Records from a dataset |

★ ★ ★ ★ ★

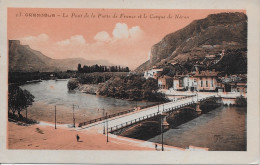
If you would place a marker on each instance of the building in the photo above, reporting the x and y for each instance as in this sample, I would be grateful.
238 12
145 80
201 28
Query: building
206 80
239 87
153 73
178 83
165 82
190 82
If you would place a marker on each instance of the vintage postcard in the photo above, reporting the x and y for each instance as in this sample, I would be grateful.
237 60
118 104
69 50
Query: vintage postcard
128 83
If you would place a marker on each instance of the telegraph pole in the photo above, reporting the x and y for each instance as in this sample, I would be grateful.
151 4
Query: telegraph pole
107 126
26 116
74 115
55 117
104 129
158 108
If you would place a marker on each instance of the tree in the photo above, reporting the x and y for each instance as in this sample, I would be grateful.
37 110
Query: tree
72 84
18 99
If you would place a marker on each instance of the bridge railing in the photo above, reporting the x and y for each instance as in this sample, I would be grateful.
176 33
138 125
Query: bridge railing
120 126
104 117
114 128
128 123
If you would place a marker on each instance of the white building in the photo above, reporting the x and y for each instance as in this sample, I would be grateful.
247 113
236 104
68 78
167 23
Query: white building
153 73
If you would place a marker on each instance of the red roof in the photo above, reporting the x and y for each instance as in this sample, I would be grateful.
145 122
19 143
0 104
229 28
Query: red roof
206 74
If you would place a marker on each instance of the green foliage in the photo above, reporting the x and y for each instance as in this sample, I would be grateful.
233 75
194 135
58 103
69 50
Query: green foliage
98 77
234 62
18 99
241 101
72 84
132 87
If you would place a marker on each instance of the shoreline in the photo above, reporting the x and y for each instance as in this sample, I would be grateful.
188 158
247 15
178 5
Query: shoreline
45 137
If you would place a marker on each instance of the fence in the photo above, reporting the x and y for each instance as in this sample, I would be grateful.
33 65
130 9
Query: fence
104 117
128 123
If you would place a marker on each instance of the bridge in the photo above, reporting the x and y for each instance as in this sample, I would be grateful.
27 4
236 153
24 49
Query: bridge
115 123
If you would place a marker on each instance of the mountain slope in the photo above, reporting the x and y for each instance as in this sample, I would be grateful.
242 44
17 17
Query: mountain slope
200 38
23 58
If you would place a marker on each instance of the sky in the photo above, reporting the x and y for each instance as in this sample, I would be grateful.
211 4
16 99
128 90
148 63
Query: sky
120 36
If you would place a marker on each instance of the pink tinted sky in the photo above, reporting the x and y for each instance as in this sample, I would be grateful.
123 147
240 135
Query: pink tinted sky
121 41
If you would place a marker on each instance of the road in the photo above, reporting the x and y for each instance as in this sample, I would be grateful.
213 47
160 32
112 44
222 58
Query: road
119 120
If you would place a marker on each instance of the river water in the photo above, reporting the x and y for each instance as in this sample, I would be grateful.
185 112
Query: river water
222 129
87 106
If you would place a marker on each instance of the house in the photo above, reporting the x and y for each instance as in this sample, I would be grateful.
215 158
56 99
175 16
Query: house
165 82
190 82
239 87
206 80
178 83
153 73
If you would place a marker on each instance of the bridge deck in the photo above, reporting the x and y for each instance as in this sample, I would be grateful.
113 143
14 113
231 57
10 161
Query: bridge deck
136 116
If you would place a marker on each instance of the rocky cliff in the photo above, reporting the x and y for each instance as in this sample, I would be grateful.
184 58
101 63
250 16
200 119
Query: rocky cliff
23 58
200 38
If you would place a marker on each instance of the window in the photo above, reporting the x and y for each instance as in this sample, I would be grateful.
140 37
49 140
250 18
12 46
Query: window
180 83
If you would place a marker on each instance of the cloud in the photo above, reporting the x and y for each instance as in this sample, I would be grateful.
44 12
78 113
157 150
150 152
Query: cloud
103 37
73 40
34 39
121 31
121 46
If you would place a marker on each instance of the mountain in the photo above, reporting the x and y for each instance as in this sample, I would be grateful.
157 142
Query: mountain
202 37
23 58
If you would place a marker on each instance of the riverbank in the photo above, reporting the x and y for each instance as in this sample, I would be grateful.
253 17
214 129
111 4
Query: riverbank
46 137
88 88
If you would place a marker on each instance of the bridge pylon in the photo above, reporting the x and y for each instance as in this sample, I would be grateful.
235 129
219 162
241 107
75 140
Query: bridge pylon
198 110
165 124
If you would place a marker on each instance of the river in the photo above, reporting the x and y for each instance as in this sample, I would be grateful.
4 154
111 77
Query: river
87 106
222 129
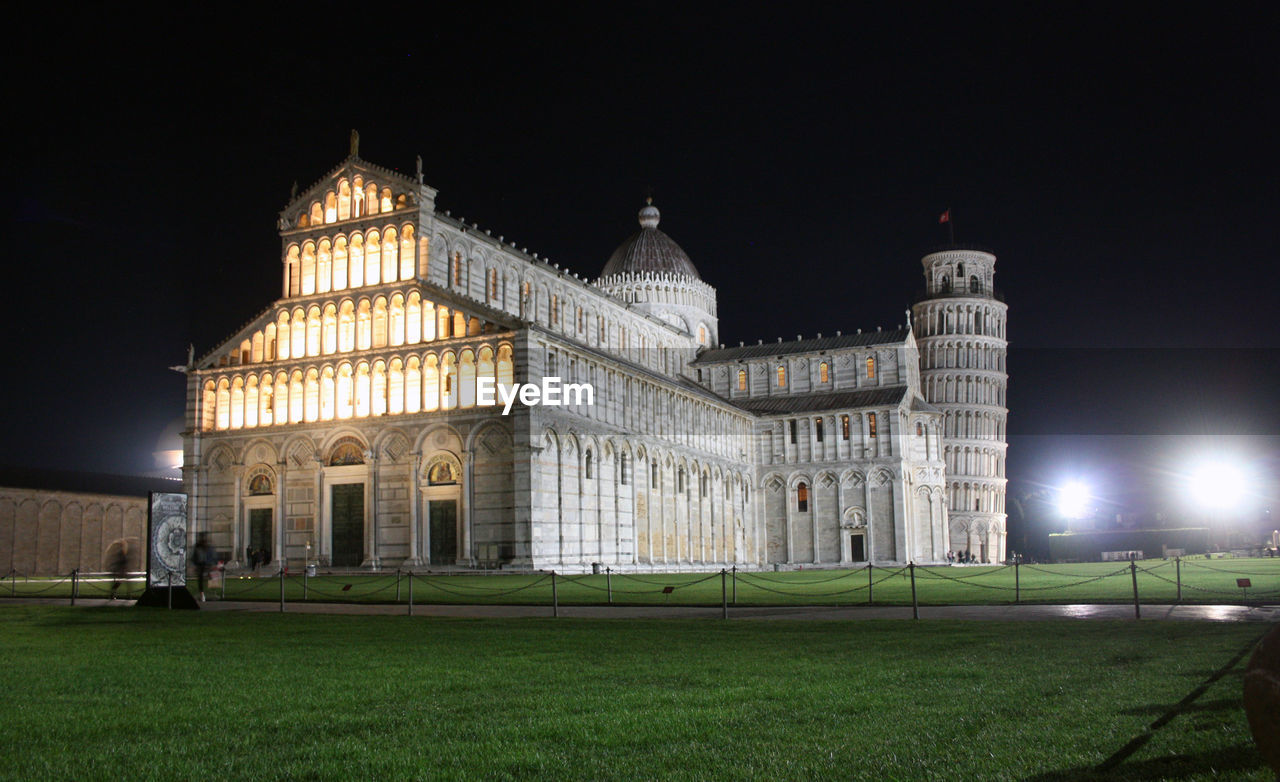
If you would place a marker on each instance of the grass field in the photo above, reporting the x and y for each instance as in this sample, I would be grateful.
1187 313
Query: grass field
1203 581
115 693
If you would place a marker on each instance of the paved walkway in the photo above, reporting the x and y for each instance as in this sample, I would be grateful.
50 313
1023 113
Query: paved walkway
1016 613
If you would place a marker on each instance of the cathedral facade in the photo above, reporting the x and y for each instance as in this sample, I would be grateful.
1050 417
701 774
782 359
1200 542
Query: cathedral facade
353 424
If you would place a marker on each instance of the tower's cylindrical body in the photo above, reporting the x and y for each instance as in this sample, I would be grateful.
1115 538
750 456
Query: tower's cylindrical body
959 324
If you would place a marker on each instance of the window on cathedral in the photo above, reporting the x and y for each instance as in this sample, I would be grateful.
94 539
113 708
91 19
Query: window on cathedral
347 453
260 484
440 474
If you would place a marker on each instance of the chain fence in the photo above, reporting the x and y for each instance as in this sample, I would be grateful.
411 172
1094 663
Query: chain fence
1139 581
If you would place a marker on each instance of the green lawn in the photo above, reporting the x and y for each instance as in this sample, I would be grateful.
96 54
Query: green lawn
118 693
1203 581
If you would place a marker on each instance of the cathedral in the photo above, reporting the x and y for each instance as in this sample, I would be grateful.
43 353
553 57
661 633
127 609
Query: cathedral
369 417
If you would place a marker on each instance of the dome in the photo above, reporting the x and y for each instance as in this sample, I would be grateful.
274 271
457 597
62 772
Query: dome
649 251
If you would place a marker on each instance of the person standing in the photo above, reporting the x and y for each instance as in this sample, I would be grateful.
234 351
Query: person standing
204 557
119 566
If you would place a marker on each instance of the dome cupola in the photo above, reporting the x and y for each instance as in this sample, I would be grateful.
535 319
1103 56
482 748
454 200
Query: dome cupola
650 273
649 251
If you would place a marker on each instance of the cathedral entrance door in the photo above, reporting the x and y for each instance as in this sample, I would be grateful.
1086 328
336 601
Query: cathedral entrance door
260 530
858 548
348 525
443 520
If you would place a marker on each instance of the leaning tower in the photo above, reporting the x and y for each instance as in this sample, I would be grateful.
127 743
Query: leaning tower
959 324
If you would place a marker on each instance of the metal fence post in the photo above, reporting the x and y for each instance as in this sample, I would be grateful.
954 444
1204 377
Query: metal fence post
1133 571
915 607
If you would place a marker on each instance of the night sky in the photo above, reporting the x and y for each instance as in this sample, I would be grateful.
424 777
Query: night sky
1120 161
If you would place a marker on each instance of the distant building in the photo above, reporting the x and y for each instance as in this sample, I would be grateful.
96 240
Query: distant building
346 424
53 522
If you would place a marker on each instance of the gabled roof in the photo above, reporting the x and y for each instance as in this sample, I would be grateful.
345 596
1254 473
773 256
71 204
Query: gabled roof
352 164
429 291
803 346
795 403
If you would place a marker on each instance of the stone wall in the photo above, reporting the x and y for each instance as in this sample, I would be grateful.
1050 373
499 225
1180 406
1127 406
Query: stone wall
50 533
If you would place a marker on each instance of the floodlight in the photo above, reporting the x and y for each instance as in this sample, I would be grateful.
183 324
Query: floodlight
1073 499
1219 484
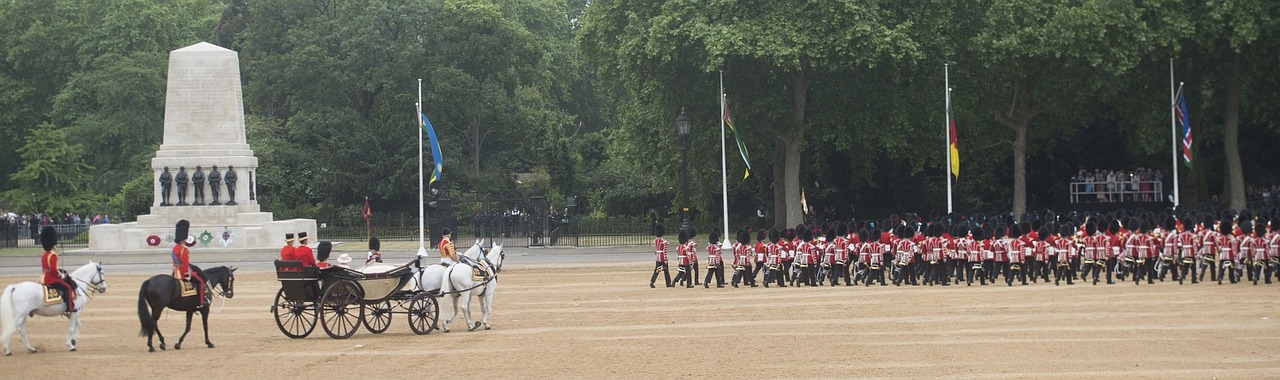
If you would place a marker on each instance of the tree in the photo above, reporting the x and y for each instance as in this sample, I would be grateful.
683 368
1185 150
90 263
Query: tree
53 174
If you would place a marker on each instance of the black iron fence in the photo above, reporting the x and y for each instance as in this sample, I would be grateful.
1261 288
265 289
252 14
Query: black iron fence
69 236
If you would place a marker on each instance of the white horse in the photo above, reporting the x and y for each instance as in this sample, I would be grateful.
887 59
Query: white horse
24 300
430 277
458 287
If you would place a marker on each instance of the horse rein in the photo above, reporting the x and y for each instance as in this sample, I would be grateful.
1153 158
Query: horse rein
96 282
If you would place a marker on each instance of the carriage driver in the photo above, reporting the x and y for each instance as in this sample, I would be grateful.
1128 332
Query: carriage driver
448 256
49 266
182 260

★ ★ ★ ★ ★

How to complete this task |
Include the first line of the records, the line containing "of the fence", and every line between them, repeated exactly. Skip the pictures.

Task response |
If you would place a marker on each instance of the building in the photo above, reporting the x and y for each instance as in this sample, I would be grateful.
238 12
145 80
201 28
Query: building
206 80
239 87
153 73
178 83
165 82
190 82
If you would place a marker on each instance of the vintage postcard in the photo above, reporting the x and y for each instance as in this sample, I would be grateful.
237 60
118 104
69 50
Query: vintage postcard
128 83
If you would place a marker on each instance of the telegraph pole in the photo above, reporting the x and y for each instance as in this sample, I would be grateful.
151 4
Query: telegraph pole
107 126
26 116
74 115
55 117
104 129
158 108
If you would place a marker on each instance of the tree in the photo above, reporting the x and y for each instance as in this sample, I would be grateful.
37 110
Query: tree
72 84
18 99
If you would place a marker on each instance of the bridge railing in the photo above, reporting the x and y for each instance as in this sample, I would be grateful.
176 33
138 125
Query: bridge railing
120 126
104 117
114 128
128 123
If you would place a marker on each instance of the white building in the photo above, reporting the x and y for each instance as in this sample, I would be grateful.
247 113
236 104
68 78
167 23
Query: white building
153 73
If you would place a marker on each instance of the red roof in the photo above, reporting the x and y for each instance as in this sample, I would be grateful.
145 122
19 143
0 104
229 28
Query: red roof
206 74
If you would place a marker on each instance of the green foliage in the photo above, reporting the x and y for each instance as in this sample, I would be grateful.
233 75
194 135
58 103
69 50
Query: green foliage
98 77
234 62
18 99
241 101
72 84
132 87
If you would place a marker on each instance of the shoreline in the photo above, reporting the x and y for each instance as in this sample, I would be grateful.
188 158
247 15
178 5
Query: shoreline
45 137
If you would place a marker on each instance of the fence in the photo above, reporting the x and y for each instance as in this sample, I would be grateful.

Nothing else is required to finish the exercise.